Some may say that Jesus is no longer Jewish but a careful reading of the book of Revelation suggests otherwise. In Revelation 5:5 we read - ‘And one of the elders said to me, "Weep no more; behold, the Lion of the tribe of Judah, the Root of David, has conquered, so that he can open the scroll and its seven seals."’ Also, we read in Revelation 22:16, in Jesus’ own words, “I, Jesus, have sent my angel to testify to you about these things for the churches. I am the root and the descendant of David, the bright morning star.

Jesus was born King of the Jews, he died with that same title nailed to the cross and, according to the New Testament, He will return with that same title. His crucifixion and suffering not only fulfilled many prophecies from the Old Testament but also fulfilled the sacrificial atonement requirement for the forgiveness of sins. In the book of Revelation, He is referred to as ‘The Lamb who was slain’ bringing to mind the Passover lambs who were sacrificed and whose blood was daubed on the doorposts and lintels of Hebrew houses to save those who were inside.

== == ==

**What is required:** Transcribe the passage on Jesus in Revelation word for word, from "Some may say" to "bright morning star.".

Records of labeled points:
== == ==

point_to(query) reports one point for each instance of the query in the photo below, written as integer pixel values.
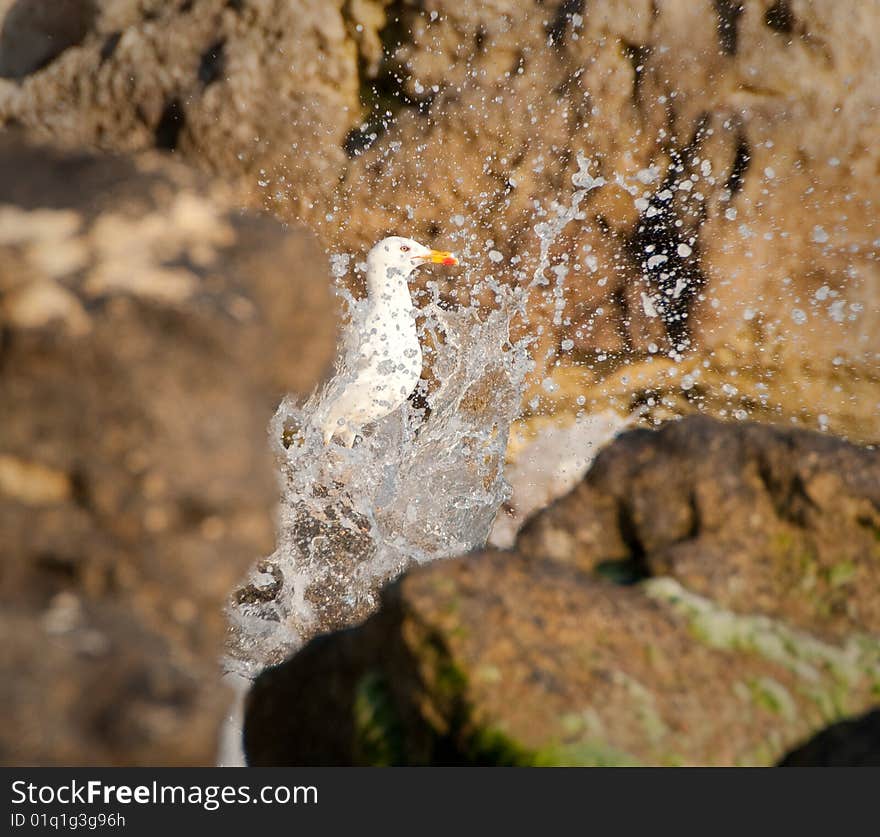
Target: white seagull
(383, 367)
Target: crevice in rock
(638, 55)
(728, 12)
(108, 48)
(36, 32)
(634, 567)
(780, 18)
(170, 125)
(854, 742)
(665, 249)
(787, 493)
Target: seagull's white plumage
(383, 361)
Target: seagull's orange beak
(440, 257)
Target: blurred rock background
(148, 331)
(148, 326)
(743, 131)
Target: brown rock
(148, 332)
(743, 134)
(527, 657)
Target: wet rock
(736, 221)
(148, 330)
(34, 32)
(534, 656)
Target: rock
(255, 91)
(148, 330)
(705, 654)
(853, 743)
(36, 32)
(784, 523)
(736, 220)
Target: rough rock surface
(736, 140)
(729, 639)
(148, 330)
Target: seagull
(383, 363)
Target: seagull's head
(398, 256)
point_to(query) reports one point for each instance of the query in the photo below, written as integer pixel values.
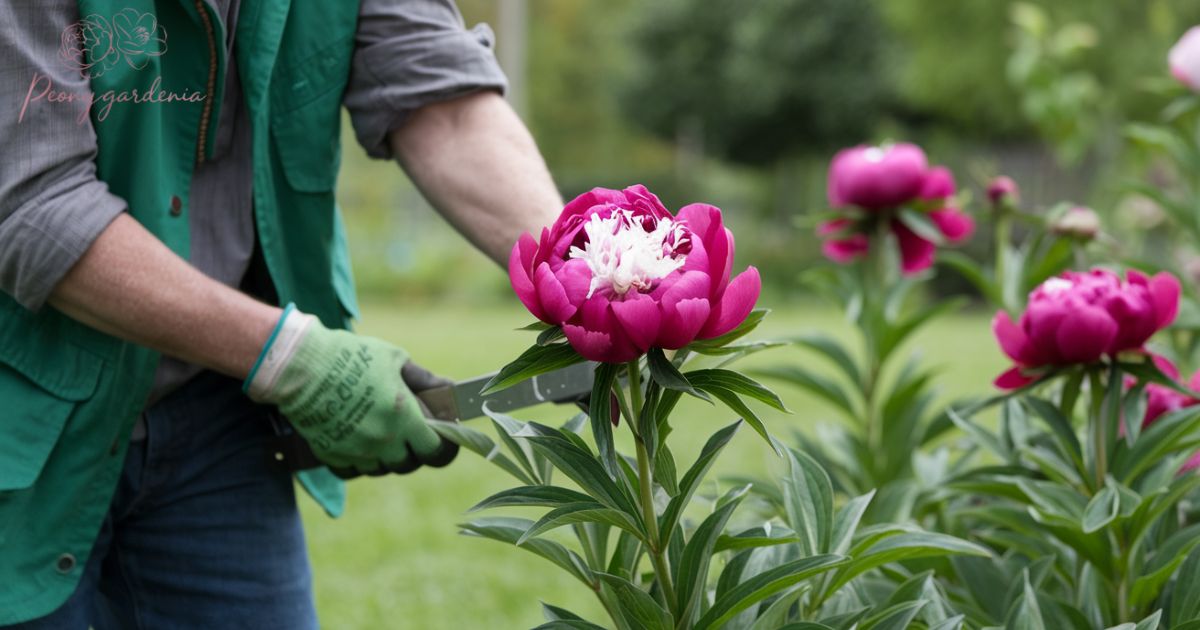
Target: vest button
(65, 563)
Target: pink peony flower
(1185, 59)
(876, 177)
(1083, 317)
(1003, 190)
(622, 275)
(1162, 400)
(1078, 222)
(844, 241)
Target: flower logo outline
(95, 45)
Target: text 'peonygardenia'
(874, 186)
(622, 275)
(1083, 317)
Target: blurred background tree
(743, 103)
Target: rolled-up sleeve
(408, 54)
(52, 204)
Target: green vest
(70, 395)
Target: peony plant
(622, 281)
(892, 211)
(1087, 504)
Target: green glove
(346, 395)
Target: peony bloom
(1003, 191)
(875, 178)
(1078, 222)
(1083, 317)
(1185, 59)
(622, 275)
(1162, 400)
(844, 238)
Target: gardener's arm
(477, 163)
(426, 91)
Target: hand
(351, 397)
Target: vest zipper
(209, 89)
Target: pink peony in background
(1083, 317)
(621, 274)
(1185, 59)
(879, 180)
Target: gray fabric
(52, 205)
(409, 53)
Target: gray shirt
(408, 53)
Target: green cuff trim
(258, 363)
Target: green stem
(1099, 450)
(646, 495)
(1003, 235)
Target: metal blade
(462, 400)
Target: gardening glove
(349, 397)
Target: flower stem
(1099, 450)
(646, 493)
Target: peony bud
(1003, 191)
(1079, 222)
(1185, 59)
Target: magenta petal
(682, 322)
(737, 303)
(1013, 379)
(1085, 336)
(591, 345)
(916, 253)
(552, 295)
(953, 223)
(519, 275)
(1164, 289)
(576, 281)
(705, 222)
(1012, 339)
(640, 318)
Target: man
(168, 240)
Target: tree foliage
(760, 78)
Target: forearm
(131, 286)
(473, 159)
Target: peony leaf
(585, 511)
(665, 373)
(765, 585)
(507, 529)
(693, 478)
(808, 501)
(532, 496)
(898, 617)
(600, 415)
(637, 605)
(697, 556)
(534, 361)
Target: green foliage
(759, 79)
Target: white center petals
(1056, 285)
(623, 255)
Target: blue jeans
(203, 531)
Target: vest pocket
(31, 419)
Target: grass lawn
(395, 559)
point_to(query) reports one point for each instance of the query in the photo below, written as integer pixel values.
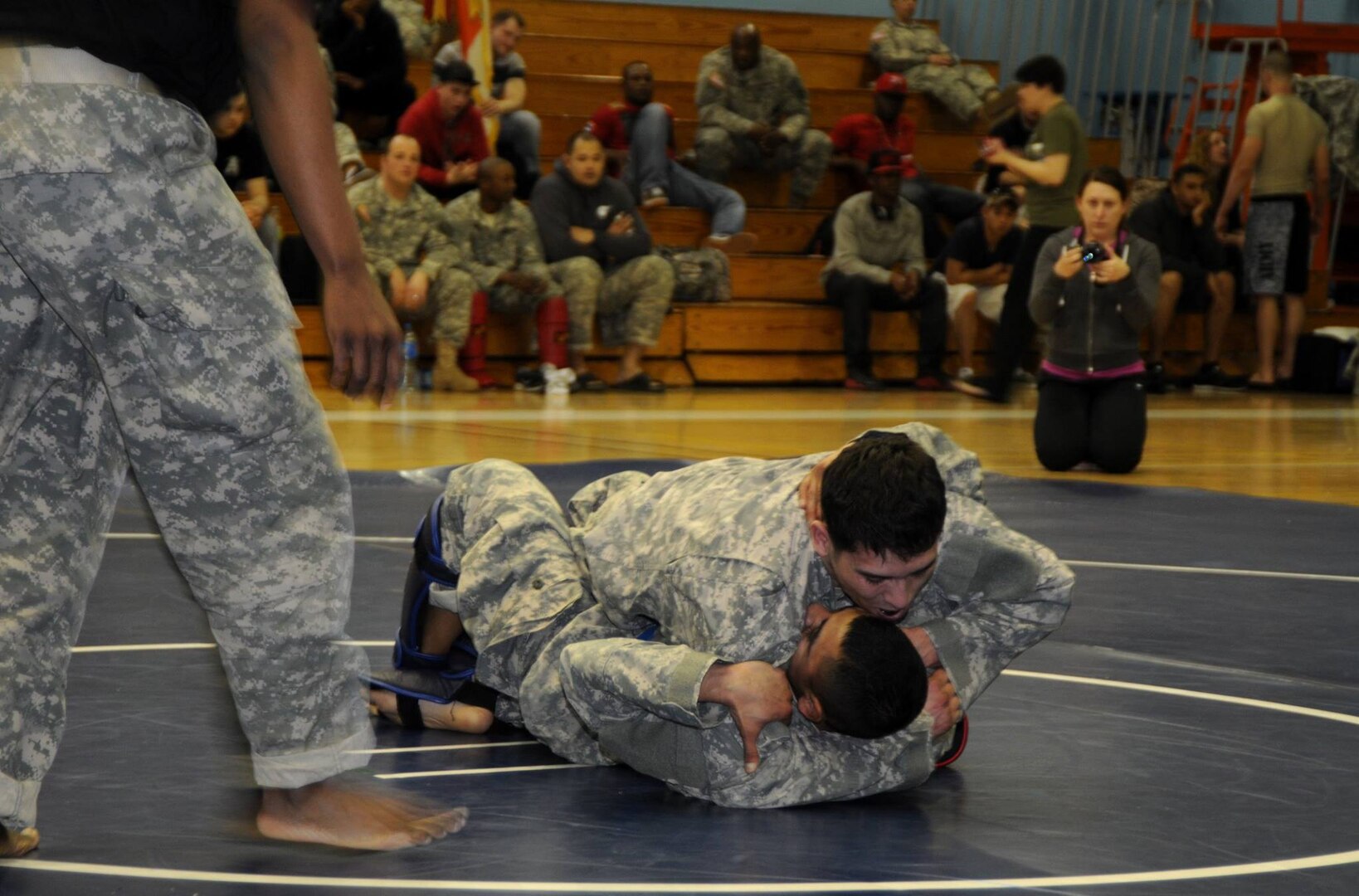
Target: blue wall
(1066, 38)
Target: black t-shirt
(187, 46)
(241, 158)
(969, 246)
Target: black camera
(1094, 252)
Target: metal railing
(1132, 66)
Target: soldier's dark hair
(1186, 170)
(878, 684)
(585, 134)
(1044, 71)
(1108, 176)
(884, 494)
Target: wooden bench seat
(699, 25)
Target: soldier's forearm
(291, 101)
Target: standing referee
(144, 327)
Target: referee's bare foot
(358, 816)
(15, 843)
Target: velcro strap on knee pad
(427, 567)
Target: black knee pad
(427, 567)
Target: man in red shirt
(858, 136)
(638, 136)
(450, 132)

== == ==

**Task output:**
Some may say that Jesus is no longer Jewish but a careful reading of the book of Revelation suggests otherwise. In Revelation 5:5 we read - ‘And one of the elders said to me, "Weep no more; behold, the Lion of the tribe of Judah, the Root of David, has conquered, so that he can open the scroll and its seven seals."’ Also, we read in Revelation 22:16, in Jesus’ own words, “I, Jesus, have sent my angel to testify to you about these things for the churches. I am the root and the descendant of David, the bright morning star.